### Problem to solve
The entries are to be given again in full. Every word must match.

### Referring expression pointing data
• • • • • • •
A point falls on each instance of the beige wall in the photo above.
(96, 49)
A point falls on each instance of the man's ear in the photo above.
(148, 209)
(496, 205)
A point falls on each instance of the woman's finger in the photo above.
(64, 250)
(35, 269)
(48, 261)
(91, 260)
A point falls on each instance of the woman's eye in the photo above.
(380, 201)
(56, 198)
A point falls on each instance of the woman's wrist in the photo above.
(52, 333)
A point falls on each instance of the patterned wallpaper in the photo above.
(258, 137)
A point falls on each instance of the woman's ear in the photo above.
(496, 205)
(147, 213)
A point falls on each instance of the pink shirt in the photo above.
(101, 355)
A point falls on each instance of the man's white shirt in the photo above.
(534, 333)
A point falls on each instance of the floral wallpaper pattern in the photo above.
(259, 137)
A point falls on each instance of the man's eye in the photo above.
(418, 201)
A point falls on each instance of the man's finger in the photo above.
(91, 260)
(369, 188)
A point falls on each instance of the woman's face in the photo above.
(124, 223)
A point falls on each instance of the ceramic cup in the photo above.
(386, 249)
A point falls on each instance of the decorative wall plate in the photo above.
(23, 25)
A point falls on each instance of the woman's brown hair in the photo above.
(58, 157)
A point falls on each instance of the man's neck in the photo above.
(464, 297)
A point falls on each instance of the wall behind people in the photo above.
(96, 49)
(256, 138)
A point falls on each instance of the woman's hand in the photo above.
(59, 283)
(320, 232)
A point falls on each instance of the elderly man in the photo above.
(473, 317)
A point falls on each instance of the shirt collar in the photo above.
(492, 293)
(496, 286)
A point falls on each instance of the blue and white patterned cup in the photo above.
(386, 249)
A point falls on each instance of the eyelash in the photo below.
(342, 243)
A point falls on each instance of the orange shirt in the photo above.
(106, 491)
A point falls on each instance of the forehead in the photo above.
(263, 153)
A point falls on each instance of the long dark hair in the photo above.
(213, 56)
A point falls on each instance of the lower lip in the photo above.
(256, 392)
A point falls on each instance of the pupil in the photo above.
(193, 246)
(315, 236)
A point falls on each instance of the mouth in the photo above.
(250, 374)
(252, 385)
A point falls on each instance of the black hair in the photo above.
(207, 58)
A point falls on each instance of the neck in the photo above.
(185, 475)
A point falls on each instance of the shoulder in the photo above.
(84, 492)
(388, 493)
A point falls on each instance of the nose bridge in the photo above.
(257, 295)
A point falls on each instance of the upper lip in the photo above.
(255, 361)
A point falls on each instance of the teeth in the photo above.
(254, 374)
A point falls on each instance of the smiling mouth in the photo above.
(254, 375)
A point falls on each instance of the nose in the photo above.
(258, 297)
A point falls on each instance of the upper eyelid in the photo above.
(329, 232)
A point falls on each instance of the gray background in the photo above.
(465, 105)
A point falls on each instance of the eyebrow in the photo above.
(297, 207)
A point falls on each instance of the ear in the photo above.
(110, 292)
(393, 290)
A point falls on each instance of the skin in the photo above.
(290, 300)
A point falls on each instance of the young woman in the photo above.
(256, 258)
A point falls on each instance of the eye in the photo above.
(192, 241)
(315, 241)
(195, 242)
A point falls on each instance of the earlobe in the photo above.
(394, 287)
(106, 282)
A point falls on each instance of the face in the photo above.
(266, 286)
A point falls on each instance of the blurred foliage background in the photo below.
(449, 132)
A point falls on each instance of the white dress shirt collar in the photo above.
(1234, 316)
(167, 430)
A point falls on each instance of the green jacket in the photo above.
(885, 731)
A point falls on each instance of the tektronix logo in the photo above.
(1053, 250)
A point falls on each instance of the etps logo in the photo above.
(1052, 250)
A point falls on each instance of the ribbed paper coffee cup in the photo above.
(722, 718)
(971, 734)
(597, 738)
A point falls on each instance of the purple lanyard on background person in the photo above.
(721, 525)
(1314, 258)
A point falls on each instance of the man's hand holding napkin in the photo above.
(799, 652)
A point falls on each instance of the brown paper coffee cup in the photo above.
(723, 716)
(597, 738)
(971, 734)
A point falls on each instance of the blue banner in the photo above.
• • • • • • •
### Result of this task
A point falls on each instance of the beige wall in the photo above.
(96, 49)
A point falls on each instance of the man's ear in the photo above.
(148, 209)
(496, 205)
A point falls on each instance of the woman's finger in the photo above.
(64, 250)
(35, 269)
(48, 261)
(91, 260)
A point falls on each instance of the woman's eye in the photo above.
(380, 201)
(56, 198)
A point falls on each instance of the woman's wrist in the photo above.
(52, 333)
A point falls on each instance of the patterned wallpaper in the photo above.
(258, 137)
A point falls on each instance of the woman's ear in the photo above.
(496, 205)
(147, 213)
A point falls on each instance of the pink shirt in the photo above.
(101, 355)
A point falls on each instance of the man's white shirt in the photo above.
(534, 333)
A point falls on each instance of the floral wallpaper pattern in the photo above.
(259, 137)
A point falls on each instance of the man's eye in the photo above.
(418, 201)
A point falls on each instance of the man's finger in the photo above.
(91, 260)
(369, 188)
A point falls on each instance of the woman's face in the photo above.
(124, 223)
A point falls on each instance of the ceramic cup in the photo above.
(386, 249)
A point falls on each instance of the decorative wall plate in the photo above.
(23, 25)
A point falls on each instance of the woman's brown hair in the photo above.
(58, 157)
A point falls on each instance of the man's neck in the photo above.
(464, 297)
A point falls on each instance of the wall behind people in the photo above.
(96, 49)
(256, 138)
A point falls on each instance of the woman's hand in the photo above.
(59, 283)
(320, 232)
A point falls on each instance of the elderly man in the photo above.
(473, 317)
A point falls on each instance of the shirt collar in the photo above.
(492, 293)
(496, 286)
A point falls on each instance of the blue and white patterned cup in the photo above.
(386, 249)
A point falls on each instance of the eyelash in the photo below.
(342, 243)
A point falls on each instance of the orange shirt in the photo above.
(106, 491)
A point falls on each instance of the forehead in the photo above.
(263, 153)
A point falls on each instance of the long dark hair in the photo above.
(213, 56)
A point falls on each instance of the lower lip in the photo above.
(256, 392)
A point falls on each instance of the pupil in the photo above.
(193, 246)
(315, 236)
A point falls on each instance of the mouth in the photo above.
(250, 374)
(252, 385)
A point falls on each instance of the black hair in the photo above.
(207, 58)
A point falls on each instance of the neck in the photo above.
(185, 475)
A point falls on each instance of the shoulder in the photo above.
(84, 492)
(388, 493)
A point falls on each instance of the nose bridge in the photo above.
(257, 295)
A point falls on each instance of the upper lip in the photo above.
(255, 361)
A point falls on each instance of the teeth in the photo above.
(254, 374)
A point falls on each instance of the smiling mouth in the photo above.
(254, 375)
A point falls on each instance of the nose in the photo above.
(258, 297)
A point falls on each instance of the upper eyelid in the photo above.
(329, 232)
A point falls on each instance of the gray background in the photo above.
(465, 105)
A point falls on each instance of the eyebrow in the photo above.
(297, 207)
A point falls on each instance of the ear in the photo above.
(110, 292)
(393, 290)
A point falls on each instance of the skin in the photo above.
(290, 300)
A point falls on each instance of the young woman in the photo above.
(256, 258)
A point falls on each instance of the eye in the photo above.
(192, 241)
(315, 241)
(195, 242)
A point falls on each instance of the earlobe in the photo above.
(394, 287)
(106, 282)
A point falls on each instance of the face in the photo above.
(266, 286)
A point falls on each instance of the blurred foliage background in the photo below.
(449, 132)
A point falls on each instance of the white dress shirt collar in the photo above.
(1234, 316)
(167, 430)
A point falls on each instance of the green jacket in the photo above.
(885, 731)
A point falls on each instance of the tektronix logo in the photo above.
(1053, 250)
A point falls on each instance of the etps logo in the photo above.
(1052, 250)
A point falls on each instance of the ribbed paper coffee cup in the photo above.
(722, 718)
(971, 734)
(597, 738)
A point falls on each instance of the purple lanyard on background person in the photo above.
(721, 525)
(1314, 258)
A point falls on each instance of the man's hand holding napkin in the photo above.
(799, 652)
A point falls on each instance of the brown paper coffee cup in the photo above.
(723, 716)
(597, 738)
(971, 734)
A point falls on each instance of the blue banner in the photo above.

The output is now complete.